> **Esercizio**
Modifica il testo a partire dalle parole "Self-righteousness and irresponsibility" fino a "(Reinhold Niebuhr)" compreso, mettendo "optimists" al posto di "idealists", e riporta il passo così ottenuto.

> **Estratto del testo**
· · · · · · ·
Despair is the fate of the realists who know something about sin, but nothing about redemption.
Self-righteousness and irresponsibility is the fate of the idealists who know something about the good possibilities of life, but know nothing of our sinful corruption of it

(Reinhold Niebuhr)

martedì 27 novembre 2012

La schiena di Isla





In Mystery and Manners del 1969, mentre riflette sul ruolo e le prospettive della letteratura cattolica nel profondo Sud degli Stati Uniti, Flannery O’Connor osserva che il romanziere è un «realista delle distanze», ossia un «profeta». Nel caso del romanziere, aggiunge la grande scrittrice di Savannah. la profezia «non è questione di predire il futuro», bensì «consiste nel vedere le cose in tutta l’estensione del loro significato e quindi nel vedere in primo piano le cose lontane». Pertanto, il romanziere, in quanto «realista delle distanze», «non esita a distorcere le apparenze per mostrare una verità nascosta». E, conclude l’autrice di Wise Blood, «è questo tipo di realismo che si trova nei migliori esempi del grottesco».
· · · · · · ·
> **Dati estratti**

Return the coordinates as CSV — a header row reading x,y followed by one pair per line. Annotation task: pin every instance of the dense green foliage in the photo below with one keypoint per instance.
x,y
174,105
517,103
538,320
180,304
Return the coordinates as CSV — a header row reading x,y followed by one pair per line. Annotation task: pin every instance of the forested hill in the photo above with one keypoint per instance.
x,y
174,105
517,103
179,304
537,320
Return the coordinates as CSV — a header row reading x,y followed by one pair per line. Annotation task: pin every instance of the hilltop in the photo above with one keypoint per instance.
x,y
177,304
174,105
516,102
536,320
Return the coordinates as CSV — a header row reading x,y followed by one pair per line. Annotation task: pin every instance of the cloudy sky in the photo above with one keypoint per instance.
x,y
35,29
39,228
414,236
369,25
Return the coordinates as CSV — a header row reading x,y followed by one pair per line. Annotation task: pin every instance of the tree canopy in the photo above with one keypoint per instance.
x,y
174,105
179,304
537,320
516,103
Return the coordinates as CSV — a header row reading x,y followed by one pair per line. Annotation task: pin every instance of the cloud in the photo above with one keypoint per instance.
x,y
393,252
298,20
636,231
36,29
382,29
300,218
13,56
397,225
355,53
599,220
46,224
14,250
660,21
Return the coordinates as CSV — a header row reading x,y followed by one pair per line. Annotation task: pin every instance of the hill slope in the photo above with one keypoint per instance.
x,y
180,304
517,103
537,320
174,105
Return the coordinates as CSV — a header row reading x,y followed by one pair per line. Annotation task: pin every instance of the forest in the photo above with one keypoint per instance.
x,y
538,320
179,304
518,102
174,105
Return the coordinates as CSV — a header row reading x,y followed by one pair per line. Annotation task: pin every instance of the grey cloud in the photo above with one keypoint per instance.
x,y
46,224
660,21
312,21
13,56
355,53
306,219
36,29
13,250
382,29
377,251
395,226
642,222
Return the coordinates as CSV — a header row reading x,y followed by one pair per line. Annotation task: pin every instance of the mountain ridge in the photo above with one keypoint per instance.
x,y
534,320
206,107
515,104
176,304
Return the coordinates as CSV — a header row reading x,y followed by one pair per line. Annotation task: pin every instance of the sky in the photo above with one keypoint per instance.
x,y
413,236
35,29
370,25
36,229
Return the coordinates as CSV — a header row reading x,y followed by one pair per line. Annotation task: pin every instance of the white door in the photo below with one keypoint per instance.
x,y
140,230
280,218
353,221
· · · · · · ·
> **Soluzione**
Self-righteousness and irresponsibility is the fate of the optimists who know something about the good possibilities of life, but know nothing of our sinful corruption of it

(Reinhold Niebuhr)